**Given exercise**
Summarize the court endorsement below in two sentences.

**Text block**
--- Start ---

OSHAWA COURT FILE NO.: CV-22-570 DATE: 20240802 SUPERIOR COURT OF JUSTICE - ONTARIO
RE: West Whitby Landowners Group Inc., Applicant/Responding Party AND: Elexicon Energy Inc. and Ontario Energy Board, Respondents
BEFORE: The Hon. Justice S.E. Fraser
COUNSEL: Christopher R. Lee and Kirendeep Purba for the Applicant Laura Wagner and Teagan Markin, for the Respondent, Elexicon Energy Inc. M. Philip Tunley, for the Respondent, Ontario Energy Board
HEARD: May 3, 2024
Endorsement
I. Overview
[1] This motion concerns whether this Court has jurisdiction over a dispute between Elexicon Energy Inc. (“Elexicon”), a licensed municipal electricity distributor and formerly Whitby Hydro Electric Corp., and the Applicant, the West Whitby Landowners Group (“WWLG”) which is a corporation established as a cost-sharing trustee for eleven developers. Collectively, WWLG is developing residential subdivisions comprising of 3913 lots in the Town of Whitby.
[2] The developments required electricity. WWLG and Elexicon negotiated an Offer to Connect. A dispute arose between WWLG and Elexicon over who would pay for a municipal electrical substation. This turned on the classification of the electrical substation in issue, namely, whether it was an enhancement to or an expansion of the existing grid. The parties agreed that if they could not resolve the dispute themselves, the dispute would be referred to the Ontario Energy Board (the “Board”) for resolution. The Board was not a party to their agreement.
[3] They could not agree and the issue was referred to the Board for resolution. The Board provided its opinion, sided with Elexicon, concluding that it was an expansion. The consequence of this was that WWLG would have to pay for the substation.
[4] WWLG then filed a complaint with the Board, asking that the matter be referred to a full panel of the Board.
[5] WWLG commenced an application for judicial review in the Divisional Court. The Divisional Court dismissed the application finding, among other things, that the Board was not exercising as statutory power of decision when it provided its opinion about the substation.
[6] In this Application, WWLG asks this Court to decide the matter, arguing that the effect of the Divisional Court ruling is to say that the Board did not decide the issue. It argues that Elexicon and the Board are now taking a different position than they did before the Divisional Court. Before the Divisional Court, they argued that the Board did not make a decision. Here, WWLG submits, they assert that the matter was decided by the Board.

--- End ---

**Given entries**
--- Start ---

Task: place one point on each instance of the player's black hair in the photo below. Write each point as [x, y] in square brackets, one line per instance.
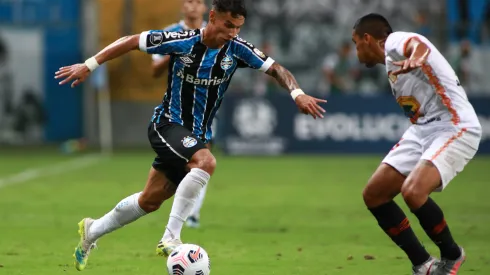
[373, 24]
[235, 7]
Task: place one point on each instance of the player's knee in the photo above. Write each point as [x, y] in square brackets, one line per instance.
[203, 160]
[375, 193]
[371, 195]
[412, 190]
[149, 204]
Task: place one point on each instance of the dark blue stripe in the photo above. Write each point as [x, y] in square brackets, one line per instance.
[221, 91]
[201, 95]
[176, 93]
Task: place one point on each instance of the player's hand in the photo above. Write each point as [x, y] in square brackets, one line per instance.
[310, 105]
[408, 65]
[76, 73]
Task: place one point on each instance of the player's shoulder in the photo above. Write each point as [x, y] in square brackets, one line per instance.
[238, 40]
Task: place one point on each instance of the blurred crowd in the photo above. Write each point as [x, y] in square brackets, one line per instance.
[313, 40]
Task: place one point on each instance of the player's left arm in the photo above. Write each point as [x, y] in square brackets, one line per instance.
[307, 104]
[416, 52]
[252, 57]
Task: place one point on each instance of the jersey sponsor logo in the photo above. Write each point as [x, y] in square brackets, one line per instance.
[189, 142]
[202, 81]
[410, 106]
[259, 52]
[156, 38]
[226, 63]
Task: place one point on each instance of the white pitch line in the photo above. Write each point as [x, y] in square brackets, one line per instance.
[56, 169]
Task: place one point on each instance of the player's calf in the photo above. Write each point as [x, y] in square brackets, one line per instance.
[203, 160]
[416, 190]
[201, 165]
[378, 195]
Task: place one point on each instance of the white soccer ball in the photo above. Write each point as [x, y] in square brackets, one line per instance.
[189, 259]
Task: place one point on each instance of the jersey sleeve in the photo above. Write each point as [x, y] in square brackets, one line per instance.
[397, 42]
[249, 56]
[164, 42]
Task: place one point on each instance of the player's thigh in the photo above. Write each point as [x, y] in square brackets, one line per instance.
[158, 189]
[175, 146]
[383, 186]
[387, 180]
[449, 151]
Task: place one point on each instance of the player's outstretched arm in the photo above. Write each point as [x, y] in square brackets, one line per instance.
[307, 104]
[79, 72]
[416, 52]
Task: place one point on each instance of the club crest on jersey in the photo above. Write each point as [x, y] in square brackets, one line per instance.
[156, 38]
[392, 77]
[259, 52]
[226, 63]
[410, 107]
[189, 142]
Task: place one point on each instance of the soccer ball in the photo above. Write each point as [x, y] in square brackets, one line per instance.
[189, 259]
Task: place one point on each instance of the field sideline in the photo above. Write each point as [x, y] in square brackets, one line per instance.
[274, 215]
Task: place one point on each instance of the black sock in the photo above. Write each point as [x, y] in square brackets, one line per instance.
[395, 223]
[432, 221]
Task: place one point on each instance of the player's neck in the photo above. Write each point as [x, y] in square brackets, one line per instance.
[193, 24]
[380, 53]
[208, 41]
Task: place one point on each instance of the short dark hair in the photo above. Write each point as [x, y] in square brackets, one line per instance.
[235, 7]
[373, 24]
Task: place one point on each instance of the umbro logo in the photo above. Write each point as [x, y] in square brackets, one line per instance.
[186, 60]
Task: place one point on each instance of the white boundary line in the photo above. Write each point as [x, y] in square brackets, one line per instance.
[51, 170]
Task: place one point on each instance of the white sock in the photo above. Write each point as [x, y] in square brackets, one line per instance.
[184, 200]
[125, 212]
[196, 211]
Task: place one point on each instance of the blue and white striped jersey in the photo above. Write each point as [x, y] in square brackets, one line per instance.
[198, 76]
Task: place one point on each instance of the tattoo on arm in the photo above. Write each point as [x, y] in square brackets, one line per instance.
[284, 77]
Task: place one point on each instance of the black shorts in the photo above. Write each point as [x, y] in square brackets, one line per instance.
[175, 146]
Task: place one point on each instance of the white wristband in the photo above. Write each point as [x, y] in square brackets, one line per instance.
[296, 93]
[91, 63]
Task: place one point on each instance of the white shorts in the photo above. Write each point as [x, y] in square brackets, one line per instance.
[447, 146]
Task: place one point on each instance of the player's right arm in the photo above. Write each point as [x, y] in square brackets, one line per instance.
[159, 64]
[152, 42]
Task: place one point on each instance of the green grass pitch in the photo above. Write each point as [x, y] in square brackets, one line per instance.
[262, 215]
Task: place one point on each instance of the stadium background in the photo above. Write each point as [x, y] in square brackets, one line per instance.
[303, 206]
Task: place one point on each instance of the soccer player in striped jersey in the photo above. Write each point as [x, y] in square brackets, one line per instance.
[202, 64]
[193, 18]
[444, 137]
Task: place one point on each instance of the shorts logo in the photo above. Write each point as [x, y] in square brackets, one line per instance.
[189, 142]
[393, 78]
[156, 38]
[259, 53]
[226, 63]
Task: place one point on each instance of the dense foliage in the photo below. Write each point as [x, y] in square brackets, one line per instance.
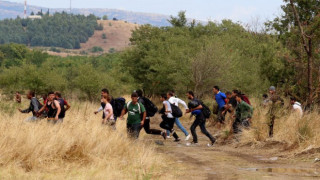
[58, 30]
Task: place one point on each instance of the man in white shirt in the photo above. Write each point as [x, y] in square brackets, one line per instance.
[296, 106]
[176, 101]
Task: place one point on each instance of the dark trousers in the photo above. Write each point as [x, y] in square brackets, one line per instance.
[133, 130]
[167, 124]
[238, 124]
[200, 121]
[221, 116]
[146, 127]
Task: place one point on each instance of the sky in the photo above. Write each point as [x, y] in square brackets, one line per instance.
[214, 10]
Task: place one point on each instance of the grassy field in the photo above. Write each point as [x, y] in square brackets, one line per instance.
[80, 148]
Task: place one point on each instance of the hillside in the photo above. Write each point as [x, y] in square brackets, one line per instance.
[12, 10]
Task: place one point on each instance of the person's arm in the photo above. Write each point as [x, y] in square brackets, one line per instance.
[66, 104]
[183, 103]
[57, 104]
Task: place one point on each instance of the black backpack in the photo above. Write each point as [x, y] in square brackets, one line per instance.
[117, 106]
[205, 110]
[176, 111]
[151, 108]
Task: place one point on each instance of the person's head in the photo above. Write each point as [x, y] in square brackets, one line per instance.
[139, 92]
[30, 94]
[292, 100]
[265, 96]
[134, 97]
[163, 97]
[58, 94]
[51, 96]
[170, 94]
[190, 95]
[272, 89]
[106, 98]
[238, 97]
[104, 91]
[234, 92]
[228, 94]
[216, 89]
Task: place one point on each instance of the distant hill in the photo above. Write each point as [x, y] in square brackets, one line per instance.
[12, 10]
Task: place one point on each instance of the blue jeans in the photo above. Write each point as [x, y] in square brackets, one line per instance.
[178, 123]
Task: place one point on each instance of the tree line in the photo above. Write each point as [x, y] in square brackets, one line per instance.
[57, 30]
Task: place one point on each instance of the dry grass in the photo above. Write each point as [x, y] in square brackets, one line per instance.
[80, 148]
[289, 129]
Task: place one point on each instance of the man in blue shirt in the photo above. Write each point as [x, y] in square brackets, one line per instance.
[220, 99]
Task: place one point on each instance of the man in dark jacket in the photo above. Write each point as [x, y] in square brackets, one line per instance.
[33, 107]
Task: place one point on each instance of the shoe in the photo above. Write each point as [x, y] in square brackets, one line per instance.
[192, 144]
[188, 137]
[164, 135]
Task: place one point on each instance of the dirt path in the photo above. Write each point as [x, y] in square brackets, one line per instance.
[225, 162]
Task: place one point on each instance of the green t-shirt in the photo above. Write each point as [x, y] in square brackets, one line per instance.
[134, 114]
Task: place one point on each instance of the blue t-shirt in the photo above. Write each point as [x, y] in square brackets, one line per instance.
[220, 97]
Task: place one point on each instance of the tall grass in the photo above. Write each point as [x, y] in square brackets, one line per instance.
[80, 148]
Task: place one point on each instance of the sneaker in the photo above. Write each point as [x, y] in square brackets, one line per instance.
[164, 135]
[192, 144]
[188, 137]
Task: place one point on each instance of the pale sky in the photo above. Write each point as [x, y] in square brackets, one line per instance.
[237, 10]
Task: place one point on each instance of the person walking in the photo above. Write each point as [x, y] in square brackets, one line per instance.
[64, 105]
[136, 116]
[53, 107]
[242, 115]
[220, 99]
[195, 108]
[34, 107]
[275, 108]
[167, 117]
[176, 101]
[151, 109]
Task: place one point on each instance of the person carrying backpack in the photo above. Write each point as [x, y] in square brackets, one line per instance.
[34, 107]
[136, 116]
[63, 105]
[168, 116]
[220, 99]
[53, 107]
[242, 115]
[151, 109]
[196, 108]
[176, 101]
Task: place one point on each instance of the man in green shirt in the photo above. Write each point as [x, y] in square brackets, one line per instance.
[243, 114]
[136, 116]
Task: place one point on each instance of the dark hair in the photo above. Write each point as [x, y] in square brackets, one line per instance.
[32, 93]
[57, 93]
[134, 94]
[139, 92]
[170, 93]
[164, 96]
[191, 93]
[235, 91]
[105, 90]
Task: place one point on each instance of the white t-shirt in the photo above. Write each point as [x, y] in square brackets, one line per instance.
[169, 114]
[297, 108]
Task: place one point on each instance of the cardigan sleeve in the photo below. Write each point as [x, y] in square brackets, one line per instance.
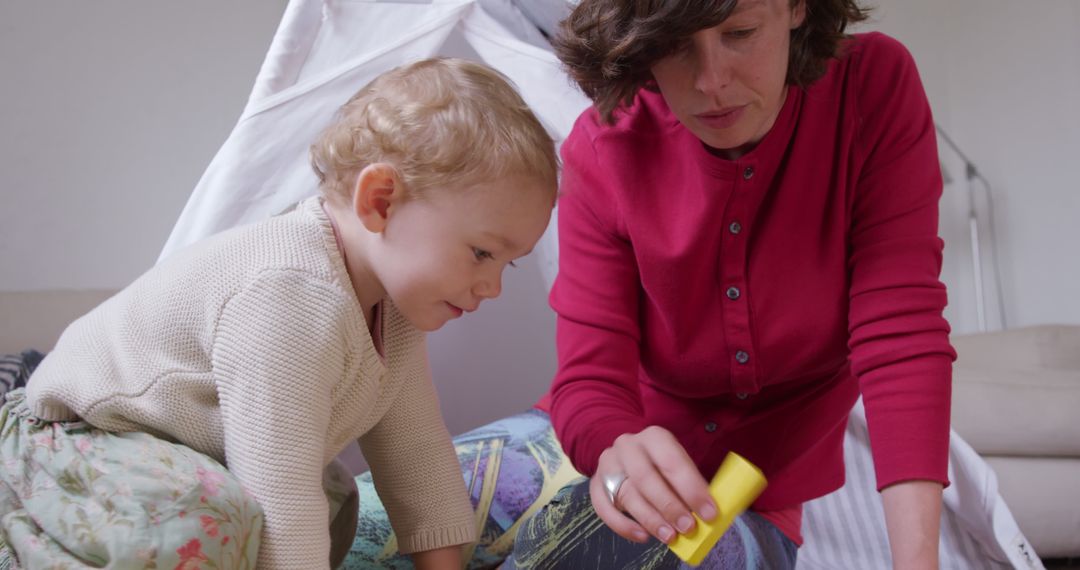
[899, 339]
[416, 471]
[278, 353]
[594, 396]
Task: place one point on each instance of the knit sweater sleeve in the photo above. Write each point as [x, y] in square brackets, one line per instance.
[279, 350]
[594, 396]
[899, 339]
[416, 471]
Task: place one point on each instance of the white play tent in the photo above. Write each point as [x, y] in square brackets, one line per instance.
[325, 50]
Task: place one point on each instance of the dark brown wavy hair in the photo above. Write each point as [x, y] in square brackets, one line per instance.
[609, 45]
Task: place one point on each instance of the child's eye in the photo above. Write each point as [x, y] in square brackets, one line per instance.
[482, 255]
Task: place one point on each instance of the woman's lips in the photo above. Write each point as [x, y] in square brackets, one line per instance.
[723, 118]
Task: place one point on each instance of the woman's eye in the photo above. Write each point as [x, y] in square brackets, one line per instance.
[482, 255]
[740, 34]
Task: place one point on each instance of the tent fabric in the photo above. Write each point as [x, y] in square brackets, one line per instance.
[321, 54]
[325, 50]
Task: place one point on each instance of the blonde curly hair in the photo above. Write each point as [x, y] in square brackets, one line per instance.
[441, 122]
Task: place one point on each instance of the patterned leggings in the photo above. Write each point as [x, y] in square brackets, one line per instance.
[532, 512]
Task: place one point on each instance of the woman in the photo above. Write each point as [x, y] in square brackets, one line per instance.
[747, 230]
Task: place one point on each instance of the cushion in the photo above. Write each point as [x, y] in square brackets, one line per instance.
[1017, 392]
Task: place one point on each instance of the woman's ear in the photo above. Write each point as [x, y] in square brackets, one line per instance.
[377, 191]
[798, 13]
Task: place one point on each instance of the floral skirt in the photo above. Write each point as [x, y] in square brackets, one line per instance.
[72, 496]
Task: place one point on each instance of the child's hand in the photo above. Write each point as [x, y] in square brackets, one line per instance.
[661, 487]
[446, 558]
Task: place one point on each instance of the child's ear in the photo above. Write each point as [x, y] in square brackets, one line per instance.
[377, 191]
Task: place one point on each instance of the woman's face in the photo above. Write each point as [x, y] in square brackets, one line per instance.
[727, 83]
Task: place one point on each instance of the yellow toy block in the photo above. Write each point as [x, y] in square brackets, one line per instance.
[734, 487]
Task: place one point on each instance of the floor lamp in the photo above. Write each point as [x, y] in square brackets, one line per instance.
[971, 175]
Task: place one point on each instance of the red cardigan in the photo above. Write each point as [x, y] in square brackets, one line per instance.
[745, 304]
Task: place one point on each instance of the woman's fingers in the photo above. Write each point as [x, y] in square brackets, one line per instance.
[662, 483]
[682, 475]
[622, 525]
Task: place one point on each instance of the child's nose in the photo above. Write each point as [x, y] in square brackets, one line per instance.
[489, 286]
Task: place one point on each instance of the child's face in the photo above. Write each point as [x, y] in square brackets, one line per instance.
[445, 252]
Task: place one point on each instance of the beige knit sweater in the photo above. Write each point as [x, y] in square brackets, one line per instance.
[252, 348]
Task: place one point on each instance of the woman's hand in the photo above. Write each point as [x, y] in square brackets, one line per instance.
[661, 488]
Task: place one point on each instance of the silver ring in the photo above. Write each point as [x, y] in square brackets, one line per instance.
[612, 483]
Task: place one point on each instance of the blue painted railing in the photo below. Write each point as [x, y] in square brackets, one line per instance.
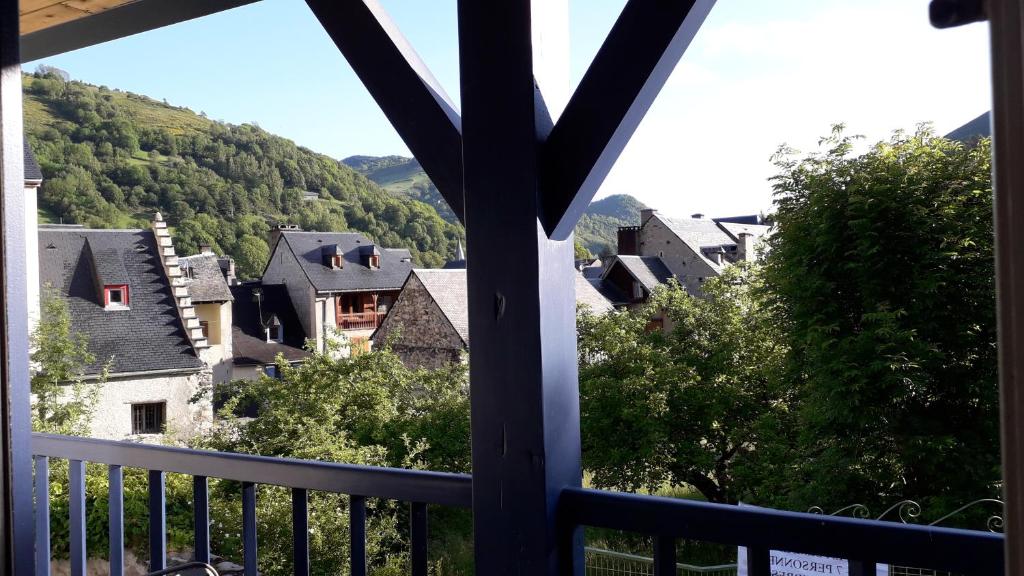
[417, 487]
[667, 520]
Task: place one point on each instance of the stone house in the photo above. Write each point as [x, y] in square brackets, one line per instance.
[690, 250]
[265, 326]
[125, 295]
[207, 284]
[340, 284]
[428, 326]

--- End ---

**Reply**
This motion asks whether the Ontario Superior Court of Justice has jurisdiction over a dispute between Elexicon Energy Inc. and the West Whitby Landowners Group (WWLG) over who would pay for a municipal electrical substation. The parties referred the dispute to the Ontario Energy Board, which found that the substation was an expansion that WWLG would have to pay for, and after the Divisional Court dismissed WWLG's application for judicial review, WWLG asked this Court to decide the matter.